==== Input

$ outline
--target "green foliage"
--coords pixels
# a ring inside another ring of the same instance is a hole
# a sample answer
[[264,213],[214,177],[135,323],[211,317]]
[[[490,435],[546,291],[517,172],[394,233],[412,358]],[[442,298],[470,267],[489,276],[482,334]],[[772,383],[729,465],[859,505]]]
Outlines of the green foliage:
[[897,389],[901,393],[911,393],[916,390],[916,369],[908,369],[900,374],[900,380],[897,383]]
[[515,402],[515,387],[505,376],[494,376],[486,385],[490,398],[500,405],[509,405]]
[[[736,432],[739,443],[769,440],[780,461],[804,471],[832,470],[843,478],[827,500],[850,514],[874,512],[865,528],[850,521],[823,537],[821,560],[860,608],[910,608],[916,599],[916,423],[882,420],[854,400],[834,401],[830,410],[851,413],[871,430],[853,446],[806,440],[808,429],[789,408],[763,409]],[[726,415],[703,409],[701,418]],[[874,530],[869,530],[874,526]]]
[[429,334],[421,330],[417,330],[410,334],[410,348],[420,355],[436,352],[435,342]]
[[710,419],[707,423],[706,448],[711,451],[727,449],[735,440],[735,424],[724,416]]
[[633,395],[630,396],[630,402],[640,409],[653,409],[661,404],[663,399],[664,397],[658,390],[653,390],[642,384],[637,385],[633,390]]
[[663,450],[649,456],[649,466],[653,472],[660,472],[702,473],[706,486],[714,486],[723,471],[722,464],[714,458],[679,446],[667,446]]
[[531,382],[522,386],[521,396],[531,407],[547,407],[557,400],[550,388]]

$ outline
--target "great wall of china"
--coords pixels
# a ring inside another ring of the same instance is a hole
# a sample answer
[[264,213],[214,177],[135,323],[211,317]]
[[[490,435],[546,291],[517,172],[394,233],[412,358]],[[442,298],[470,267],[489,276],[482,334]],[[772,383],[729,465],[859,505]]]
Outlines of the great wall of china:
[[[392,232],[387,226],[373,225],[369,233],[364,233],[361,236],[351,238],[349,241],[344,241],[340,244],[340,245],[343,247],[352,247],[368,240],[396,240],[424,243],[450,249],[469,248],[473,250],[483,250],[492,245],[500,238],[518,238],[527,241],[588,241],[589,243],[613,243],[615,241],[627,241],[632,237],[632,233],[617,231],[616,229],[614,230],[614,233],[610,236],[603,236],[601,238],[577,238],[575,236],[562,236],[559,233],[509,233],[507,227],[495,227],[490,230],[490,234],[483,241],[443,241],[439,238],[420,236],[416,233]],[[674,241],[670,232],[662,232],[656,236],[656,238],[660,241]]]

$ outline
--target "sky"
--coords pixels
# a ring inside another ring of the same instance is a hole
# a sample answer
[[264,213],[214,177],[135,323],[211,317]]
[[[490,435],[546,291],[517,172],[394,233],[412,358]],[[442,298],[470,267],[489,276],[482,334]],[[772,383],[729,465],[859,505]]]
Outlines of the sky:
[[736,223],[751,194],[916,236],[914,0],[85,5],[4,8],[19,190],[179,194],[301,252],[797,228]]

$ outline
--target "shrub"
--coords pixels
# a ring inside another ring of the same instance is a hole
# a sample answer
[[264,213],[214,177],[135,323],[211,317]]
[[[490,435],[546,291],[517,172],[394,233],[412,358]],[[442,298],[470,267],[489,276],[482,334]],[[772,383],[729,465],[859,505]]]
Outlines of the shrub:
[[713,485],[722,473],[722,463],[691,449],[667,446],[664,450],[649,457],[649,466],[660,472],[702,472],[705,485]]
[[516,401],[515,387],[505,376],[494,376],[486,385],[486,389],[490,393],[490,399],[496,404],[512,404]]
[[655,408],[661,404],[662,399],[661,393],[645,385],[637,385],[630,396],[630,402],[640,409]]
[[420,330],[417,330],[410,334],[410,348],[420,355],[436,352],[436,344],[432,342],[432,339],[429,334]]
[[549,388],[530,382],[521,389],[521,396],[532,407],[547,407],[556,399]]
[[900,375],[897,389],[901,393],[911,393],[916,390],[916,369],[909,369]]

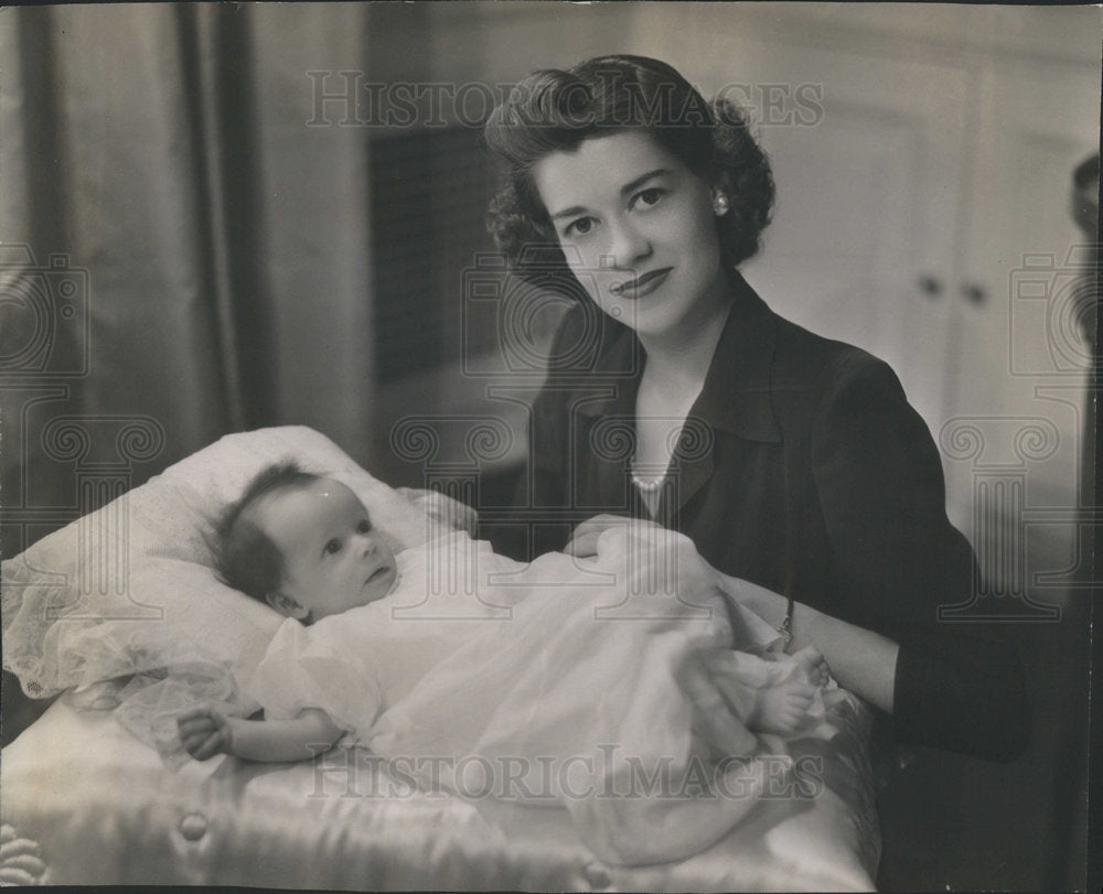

========

◆ **Short exercise**: Count the lines above that contain the string "Outlines", with case counting, and reply with the number alone.

◆ **Written answer**: 4